PAGE EXTRACT:
____________________

Releases: ARM-software/CMSIS-NN
v6.0.0
Release Notes
The following are the updates compared to previous release in CMSIS-NN v5.0.0
API Changes
- These are non backward compatible API change, hence the release has a major version update. Please refer to arm_nnfunctions.h for more details.
- Int32 bias support for int16x8 convolution - arm_convolve_wrapper_s16/arm_convolve_s16 parameters updated
- Int16 input convolution support for MVEI - removed arm_convolve_fast_s16
- LSTM reimplemention - most LSTM API functions replaced or updated
- API function arm_convolve_1_x_n_s8_get_buffer_size parameters updated
Performance Improvements
- Performance improvements for int4 DW convolution
- MVE Conv improvments by avoiding unaligned access
- LSTM reimplementation - overall improvements
- MVE Conv 1xN conv using im2col
New Features
- MVEI packed int4 kernel support in FC, convolution and DW convolution
- LSTM reimplemented to align with TFLM reference kernel.
- LSTM support for int16 input
- DSP/MVEI support for Transpose convolution
- Support for grouped convolutions
- Non zero filter offset support for FC
- Int16 input convolution support for MVEI
- Int32 bias support for int16x8 convolution
General Improvements
- Unit tests refactoring started
Full Changelog: v5.0.0...v6.0.0
v5.0.0
Release Notes
The following are the updates compared to previous release in CMSIS-NN v4.1.0
API Changes
- Improved read efficiency in FC for MVE extension.
- This is non backward compatible API change, hence the release has a major version update.
- The new api changes are arm_vector_sum_s8, arm_svdf_s8 and arm_svdf_s8_get_buffer_size_mve. Please refer to arm_nnfunctions.h for details.
Performance Improvements
- Improved read efficiency in FC for MVE extension.
- This also means FC and SVDF calculate kernel sums in prepare phase before actual inference, and because of this there may be an increase in memory usage for certain models.
New Features
- Packed int4 kernel support in FC, convolution and DW convolution for scalar version and DSP extension.
- Scalar/base support for new operator Transpose convolution.
General Improvements
- Extended unit test coverage.
Full Changelog: 23.08...v5.0.0
v4.1.0
Release Notes
The following are the updates compared to previous release in CMSIS-NN v4.0.0
Performance Improvements
- Improvements in LSTM, generic convolution, 1xN convolution, DW convolution and FC for MVE extension.
- Improvements in LSTM, generic convolution and int8/int16 elementwise mul for DSP extension.
New Features
- Script to extract model hyperparameters.
- Get size of buffers on host to support TVM use case.
- Dependency to CMSIS-Core is removed. CMSIS-NN can be built without including any other CMSIS module.
- A new DS_CNN_S model unit test is added that is used in End-to-End benchmark AudioMark.

____________________

TO-DO LIST:
[1] Using the CMSIS-NN release notes, decide whether each statement agrees with them: (a) Version 6.0.0 removed arm_convolve_fast_s16. (b) Version 5.0.0 added Transpose convolution support for the DSP extension. (c) As of version 4.1.0, CMSIS-NN still depends on CMSIS-Core. For each one, answer yes or no and quote the words of the release notes that decide it.
[2] Pick up the CMSIS-NN release notes after their last sentence and continue them.

RAW DATA:
____________________

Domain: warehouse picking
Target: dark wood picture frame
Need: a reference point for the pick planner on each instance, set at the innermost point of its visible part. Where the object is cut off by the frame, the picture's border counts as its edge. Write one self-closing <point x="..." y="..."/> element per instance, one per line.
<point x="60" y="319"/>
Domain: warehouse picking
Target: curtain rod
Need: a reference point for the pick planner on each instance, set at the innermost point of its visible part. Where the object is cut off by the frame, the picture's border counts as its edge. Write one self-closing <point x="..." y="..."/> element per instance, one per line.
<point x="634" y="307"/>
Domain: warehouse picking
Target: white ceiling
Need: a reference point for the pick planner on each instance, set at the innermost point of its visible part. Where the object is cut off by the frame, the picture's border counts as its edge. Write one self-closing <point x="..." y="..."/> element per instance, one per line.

____________________

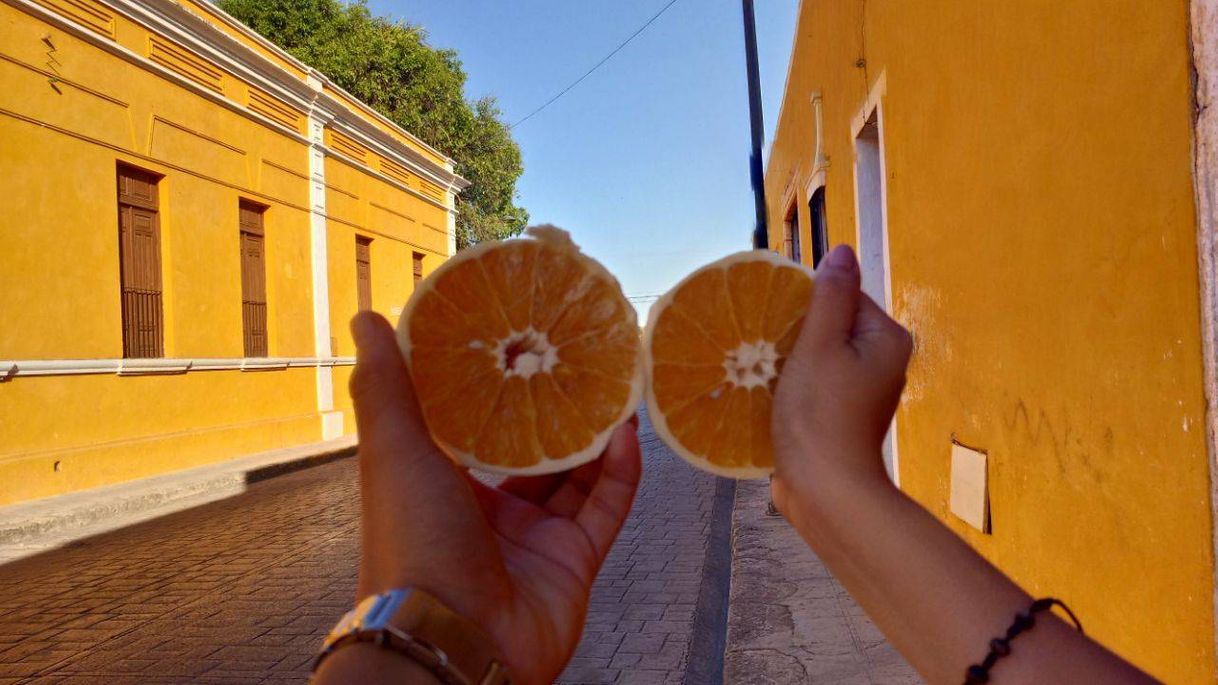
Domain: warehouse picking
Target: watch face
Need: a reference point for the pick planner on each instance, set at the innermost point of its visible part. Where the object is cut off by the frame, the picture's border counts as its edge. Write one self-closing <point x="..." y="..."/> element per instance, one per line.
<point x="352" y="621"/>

____________________

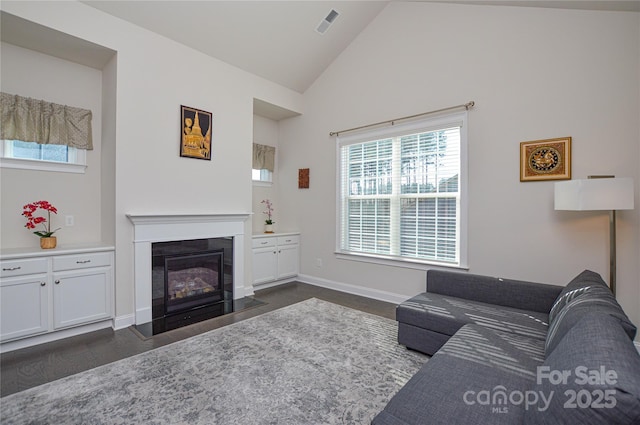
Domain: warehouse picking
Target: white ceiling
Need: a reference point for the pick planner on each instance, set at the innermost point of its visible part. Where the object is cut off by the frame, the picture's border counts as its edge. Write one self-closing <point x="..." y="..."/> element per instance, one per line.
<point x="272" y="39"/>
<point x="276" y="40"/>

____________________

RESULTS:
[1]
(a) Yes: "Int16 input convolution support for MVEI - removed arm_convolve_fast_s16"
(b) No: "Scalar/base support for new operator Transpose convolution."
(c) No: "Dependency to CMSIS-Core is removed. CMSIS-NN can be built without including any other CMSIS module."

[2]
General Improvements
- Extended unit test coverage.
Bug Fixes
- Potential out of buffer write in SVDF state data.
- Fix selection of correct int16 DW Convolution function.
- Workaround for a GCC 12.2 Internal Compiler Error affecting MVE.
- Fix error in buffer size calculation of DW Convolution wrapper for int8.
- Fix 'asm operand has impossible constraint' error for certain combination of GCC compiler related to MVE optimizations.
CMSIS-NN 4.0.0
Release Notes
The following are the updates compared to previous release in CMSIS 5.9.0
Return Type Change
The return type of all API's that returned a status is now changed. CMSIS-NN used error codes from CMSIS-DSP in the form of enum 'arm_status'. This is now replaced by enum 'arm_cmsis_nn_status'. The status values are still the same. It is reccomended that users change the return type in their applications.
Removal of Legacy Functions
Neural Network(NN) operators which do not follow the quantization specification of TensorFlow Lite for Microcontrollers is removed. Existing users can use CMSIS 5.9.0 release to continue using it.
As a consequence of this, the data type aliases q7_t, q15_t, q31_t and q63_t are replaced by int8_t, int16_t, int32_t, int64_t respectively.
New Operators
Scalar implementation of LSTM with unit tests. We plan to add optimizations for DSP extension and Multi Vector Extension(MVE) in the next release.
New Features
These are new optimizations to existing operators.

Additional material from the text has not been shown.